[Shape annotation items]
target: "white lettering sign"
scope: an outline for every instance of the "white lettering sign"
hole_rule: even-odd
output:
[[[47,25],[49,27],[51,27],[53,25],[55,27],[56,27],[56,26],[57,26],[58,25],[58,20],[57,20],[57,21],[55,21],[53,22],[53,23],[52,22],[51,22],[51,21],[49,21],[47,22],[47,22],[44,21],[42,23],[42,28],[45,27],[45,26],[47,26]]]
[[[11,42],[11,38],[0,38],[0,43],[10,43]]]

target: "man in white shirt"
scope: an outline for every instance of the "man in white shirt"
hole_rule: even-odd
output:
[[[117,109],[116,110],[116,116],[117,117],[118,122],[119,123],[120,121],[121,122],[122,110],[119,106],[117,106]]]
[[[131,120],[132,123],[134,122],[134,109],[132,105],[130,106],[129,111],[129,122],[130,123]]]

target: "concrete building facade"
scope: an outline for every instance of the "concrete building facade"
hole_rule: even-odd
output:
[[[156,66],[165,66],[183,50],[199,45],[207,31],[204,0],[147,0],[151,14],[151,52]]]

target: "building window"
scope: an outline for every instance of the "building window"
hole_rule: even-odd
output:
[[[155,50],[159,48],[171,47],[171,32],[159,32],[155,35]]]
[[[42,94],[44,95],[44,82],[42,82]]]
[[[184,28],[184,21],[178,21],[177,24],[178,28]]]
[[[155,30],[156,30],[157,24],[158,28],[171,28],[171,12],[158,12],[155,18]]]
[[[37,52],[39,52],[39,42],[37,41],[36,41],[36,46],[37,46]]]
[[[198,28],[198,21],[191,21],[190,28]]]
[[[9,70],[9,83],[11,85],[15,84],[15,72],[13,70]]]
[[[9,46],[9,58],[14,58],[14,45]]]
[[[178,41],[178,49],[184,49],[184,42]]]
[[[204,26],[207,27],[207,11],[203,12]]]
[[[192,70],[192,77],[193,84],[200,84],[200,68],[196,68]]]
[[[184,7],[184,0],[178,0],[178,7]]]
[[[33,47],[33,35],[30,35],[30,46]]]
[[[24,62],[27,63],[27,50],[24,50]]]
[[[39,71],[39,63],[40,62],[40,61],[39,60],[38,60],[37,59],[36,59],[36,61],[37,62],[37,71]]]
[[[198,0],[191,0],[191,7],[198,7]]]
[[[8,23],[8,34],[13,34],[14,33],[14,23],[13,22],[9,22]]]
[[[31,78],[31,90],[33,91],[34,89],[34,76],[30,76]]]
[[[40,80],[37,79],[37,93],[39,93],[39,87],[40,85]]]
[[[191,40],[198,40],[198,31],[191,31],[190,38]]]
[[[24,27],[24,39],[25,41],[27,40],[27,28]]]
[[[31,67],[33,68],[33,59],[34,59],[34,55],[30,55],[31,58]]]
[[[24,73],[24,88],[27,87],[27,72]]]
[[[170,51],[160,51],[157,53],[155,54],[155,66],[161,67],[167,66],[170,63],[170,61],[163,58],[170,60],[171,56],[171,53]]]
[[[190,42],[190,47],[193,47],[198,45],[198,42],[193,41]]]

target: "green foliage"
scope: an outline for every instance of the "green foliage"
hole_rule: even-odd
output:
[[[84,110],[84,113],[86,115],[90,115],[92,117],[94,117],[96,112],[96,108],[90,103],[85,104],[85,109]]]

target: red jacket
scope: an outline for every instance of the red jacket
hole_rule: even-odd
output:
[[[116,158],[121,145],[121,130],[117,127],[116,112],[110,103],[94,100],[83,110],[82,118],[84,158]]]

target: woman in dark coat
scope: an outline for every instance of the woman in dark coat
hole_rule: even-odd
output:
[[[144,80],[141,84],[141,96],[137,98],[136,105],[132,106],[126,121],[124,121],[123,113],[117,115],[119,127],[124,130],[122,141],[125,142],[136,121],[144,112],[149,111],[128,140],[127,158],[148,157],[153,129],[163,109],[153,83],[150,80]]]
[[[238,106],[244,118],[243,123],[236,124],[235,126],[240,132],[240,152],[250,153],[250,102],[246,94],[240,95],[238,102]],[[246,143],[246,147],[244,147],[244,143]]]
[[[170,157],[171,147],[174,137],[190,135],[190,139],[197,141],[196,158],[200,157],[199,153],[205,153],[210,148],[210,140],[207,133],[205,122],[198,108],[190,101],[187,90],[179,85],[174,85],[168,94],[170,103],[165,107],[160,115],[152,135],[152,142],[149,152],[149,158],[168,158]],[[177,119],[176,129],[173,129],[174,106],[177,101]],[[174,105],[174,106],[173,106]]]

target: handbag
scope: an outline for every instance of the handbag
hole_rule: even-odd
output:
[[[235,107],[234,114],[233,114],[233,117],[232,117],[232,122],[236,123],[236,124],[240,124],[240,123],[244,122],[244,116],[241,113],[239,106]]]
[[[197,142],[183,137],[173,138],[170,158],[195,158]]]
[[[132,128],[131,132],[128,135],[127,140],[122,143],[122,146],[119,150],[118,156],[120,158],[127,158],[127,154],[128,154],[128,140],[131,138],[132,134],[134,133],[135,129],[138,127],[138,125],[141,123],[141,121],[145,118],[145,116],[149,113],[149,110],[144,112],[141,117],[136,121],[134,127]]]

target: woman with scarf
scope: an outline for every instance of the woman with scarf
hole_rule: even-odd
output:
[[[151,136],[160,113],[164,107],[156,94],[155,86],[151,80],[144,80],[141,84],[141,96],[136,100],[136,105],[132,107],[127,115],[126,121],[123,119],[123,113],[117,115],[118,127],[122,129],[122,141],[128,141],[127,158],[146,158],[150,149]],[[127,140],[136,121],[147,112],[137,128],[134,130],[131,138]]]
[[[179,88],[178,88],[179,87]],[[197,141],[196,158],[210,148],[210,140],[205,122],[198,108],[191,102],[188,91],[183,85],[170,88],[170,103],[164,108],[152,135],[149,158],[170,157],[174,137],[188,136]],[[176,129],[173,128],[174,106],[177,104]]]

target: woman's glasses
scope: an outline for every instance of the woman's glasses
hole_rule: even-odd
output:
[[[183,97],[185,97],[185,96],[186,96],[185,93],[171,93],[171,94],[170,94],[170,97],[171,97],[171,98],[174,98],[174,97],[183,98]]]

==

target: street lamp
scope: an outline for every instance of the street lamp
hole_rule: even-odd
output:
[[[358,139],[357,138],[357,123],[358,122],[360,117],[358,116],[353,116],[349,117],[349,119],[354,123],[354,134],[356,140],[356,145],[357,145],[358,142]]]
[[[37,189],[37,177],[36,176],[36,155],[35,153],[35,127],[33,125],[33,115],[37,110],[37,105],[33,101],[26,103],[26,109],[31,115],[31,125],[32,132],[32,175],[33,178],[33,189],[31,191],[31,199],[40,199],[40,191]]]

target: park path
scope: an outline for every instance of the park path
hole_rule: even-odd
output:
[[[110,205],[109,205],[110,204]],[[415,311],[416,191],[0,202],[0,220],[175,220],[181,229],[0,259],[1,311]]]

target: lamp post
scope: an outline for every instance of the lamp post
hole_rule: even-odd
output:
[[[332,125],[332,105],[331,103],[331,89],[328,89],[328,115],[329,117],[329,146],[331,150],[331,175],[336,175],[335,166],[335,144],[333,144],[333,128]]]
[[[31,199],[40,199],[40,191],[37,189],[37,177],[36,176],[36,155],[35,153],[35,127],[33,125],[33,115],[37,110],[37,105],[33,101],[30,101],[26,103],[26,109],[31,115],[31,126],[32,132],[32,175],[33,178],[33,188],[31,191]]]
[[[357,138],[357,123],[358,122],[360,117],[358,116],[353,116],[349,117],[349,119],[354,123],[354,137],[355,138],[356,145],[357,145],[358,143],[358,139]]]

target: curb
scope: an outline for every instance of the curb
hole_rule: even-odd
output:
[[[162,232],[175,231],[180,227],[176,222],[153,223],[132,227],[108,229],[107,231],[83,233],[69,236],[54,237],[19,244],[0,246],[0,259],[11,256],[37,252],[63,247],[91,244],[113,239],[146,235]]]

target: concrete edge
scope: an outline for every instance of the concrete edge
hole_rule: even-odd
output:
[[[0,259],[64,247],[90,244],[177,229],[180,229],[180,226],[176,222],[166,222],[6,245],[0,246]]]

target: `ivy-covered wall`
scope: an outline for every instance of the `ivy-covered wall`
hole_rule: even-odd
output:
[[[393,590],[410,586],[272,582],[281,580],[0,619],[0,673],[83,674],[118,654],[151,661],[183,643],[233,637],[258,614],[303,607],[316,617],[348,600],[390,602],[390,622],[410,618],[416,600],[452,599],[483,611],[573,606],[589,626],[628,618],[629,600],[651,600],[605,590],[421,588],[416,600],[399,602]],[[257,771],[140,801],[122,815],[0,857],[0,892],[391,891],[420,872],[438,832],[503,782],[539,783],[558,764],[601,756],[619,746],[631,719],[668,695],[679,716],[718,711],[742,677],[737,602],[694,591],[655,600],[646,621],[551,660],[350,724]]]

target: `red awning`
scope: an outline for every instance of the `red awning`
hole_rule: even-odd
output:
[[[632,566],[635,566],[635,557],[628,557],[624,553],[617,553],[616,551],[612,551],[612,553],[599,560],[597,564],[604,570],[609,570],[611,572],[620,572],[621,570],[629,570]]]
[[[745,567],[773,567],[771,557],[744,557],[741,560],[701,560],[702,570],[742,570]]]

WRITTEN PROBLEM:
Please pull out every line of the items that contains the string "scarf", matching case exactly. List those lines and leave out all others.

TASK OUTPUT:
target: woman with scarf
scope: an outline for every instance of the woman with scarf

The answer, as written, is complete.